Text

---

Robinson concluded his career with the Washington Redskins in 1973 and 1974, playing under another future Hall of Fame head coach in George Allen. He later stated that he was fine with the trade to the Redskins because there was no way that he would play for Devine anymore. Robinson continued his high level of play in D.C., intercepting four passes during his first season with the Redskins. On October 14, 1973, Robinson returned one of those four interceptions 28 yards for the only touchdown of his career during a 21–3 Redskins win over the New York Giants. Robinson retired from the NFL in August 1975 after a career of twelve professional seasons. He finished his career with 27 interceptions for return yardage totaling 449 and the one aforementioned touchdown. He also recovered 12 fumbles. Robinson was named to three Pro Bowls in 1966, 1967, and 1969 and was selected for one of the linebacker spots on the NFL's all-decade team for the 1960s. In 1982, he was inducted into the Green Bay Packers Hall of Fame. In 2004, he was named to the Professional Football Researchers Association Hall of Very Good in the association's second HOVG class.

---

Work order
Continue the passage on Robinson's career from the point where it stops. The items that come next have no connection to the text about Robinson's football career.

Supplied data
---

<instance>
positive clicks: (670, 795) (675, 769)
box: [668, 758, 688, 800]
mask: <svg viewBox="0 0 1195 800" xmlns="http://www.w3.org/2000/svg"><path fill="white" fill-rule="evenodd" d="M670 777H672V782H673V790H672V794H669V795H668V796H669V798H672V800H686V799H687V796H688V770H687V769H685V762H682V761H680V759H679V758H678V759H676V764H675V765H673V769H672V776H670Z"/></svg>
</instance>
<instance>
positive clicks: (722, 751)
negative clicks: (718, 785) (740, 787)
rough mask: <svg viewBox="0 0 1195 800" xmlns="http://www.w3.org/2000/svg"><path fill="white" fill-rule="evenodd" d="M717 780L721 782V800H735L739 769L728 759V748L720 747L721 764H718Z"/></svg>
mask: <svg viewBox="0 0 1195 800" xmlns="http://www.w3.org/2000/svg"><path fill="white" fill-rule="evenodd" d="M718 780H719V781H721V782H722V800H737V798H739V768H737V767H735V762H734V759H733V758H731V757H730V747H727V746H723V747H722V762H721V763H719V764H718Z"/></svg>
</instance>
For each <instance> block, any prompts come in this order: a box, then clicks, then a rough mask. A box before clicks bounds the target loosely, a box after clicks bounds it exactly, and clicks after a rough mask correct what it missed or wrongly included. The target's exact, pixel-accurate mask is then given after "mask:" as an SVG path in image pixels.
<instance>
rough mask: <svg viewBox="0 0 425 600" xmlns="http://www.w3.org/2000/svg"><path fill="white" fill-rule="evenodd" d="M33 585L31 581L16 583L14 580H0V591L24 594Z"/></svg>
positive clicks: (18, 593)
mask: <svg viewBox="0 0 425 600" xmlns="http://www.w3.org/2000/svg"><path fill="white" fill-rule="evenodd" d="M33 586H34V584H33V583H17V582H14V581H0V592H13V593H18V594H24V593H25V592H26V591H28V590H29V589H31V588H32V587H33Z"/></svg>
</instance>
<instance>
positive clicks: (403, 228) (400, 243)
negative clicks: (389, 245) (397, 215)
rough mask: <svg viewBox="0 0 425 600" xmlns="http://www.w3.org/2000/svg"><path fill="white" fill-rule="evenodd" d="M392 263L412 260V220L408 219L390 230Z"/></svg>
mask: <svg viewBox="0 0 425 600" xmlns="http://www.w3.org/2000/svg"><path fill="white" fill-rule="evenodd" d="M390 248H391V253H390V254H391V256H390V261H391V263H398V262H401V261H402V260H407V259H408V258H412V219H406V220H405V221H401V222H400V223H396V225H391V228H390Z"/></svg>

---

Output of the task
==After football==
Robinson has pursued many different endeavors since retiring as an NFL player. During his career, he had worked in the off-season as an engineer at Campbell's Soup in Camden, New Jersey through 1967 and then for Schlitz Brewery in Milwaukee. He then worked full-time with Schlitz upon his retirement from pro football. In April 1984, he started his own beer distributorship in Akron, Ohio until semi-retiring in 2001. He then worked in sales for an artificial turf company before officially retiring in 2006. Robinson was also a member of the board of directors for the Pro Football Hall of Fame. Robinson was the sixth Nittany Lion in history of the program to be inducted into the Pro Football Hall of Fame.

Robinson and Royce Boyles co-authored The Lombardi Legacy: Thirty People Who Were Touched By Greatness. In 2009, the second edition of the book was published by Goose Creek Publishers.

In addition to being a member of the College Football and Gator Bowl Halls of Fame, Robinson was also inducted into the Packers Hall of Fame in February 1982.

===Pro Football Hall of Fame induction===
Robinson was elected as part of the 2013 class for the Pro Football Hall of Fame on February 2, 2013.

With his election, Robinson became the 12th member of Vince Lombardi's championship Green Bay Packers, including Lombardi himself, to be enshrined in the Pro Football Hall of Fame. He was also the sixth Penn State Nittany Lion to be honored in the Professional Football Hall of Fame in Canton, joining Jack Ham, Franco Harris, Mike Michalske, Lenny Moore and Mike Munchak.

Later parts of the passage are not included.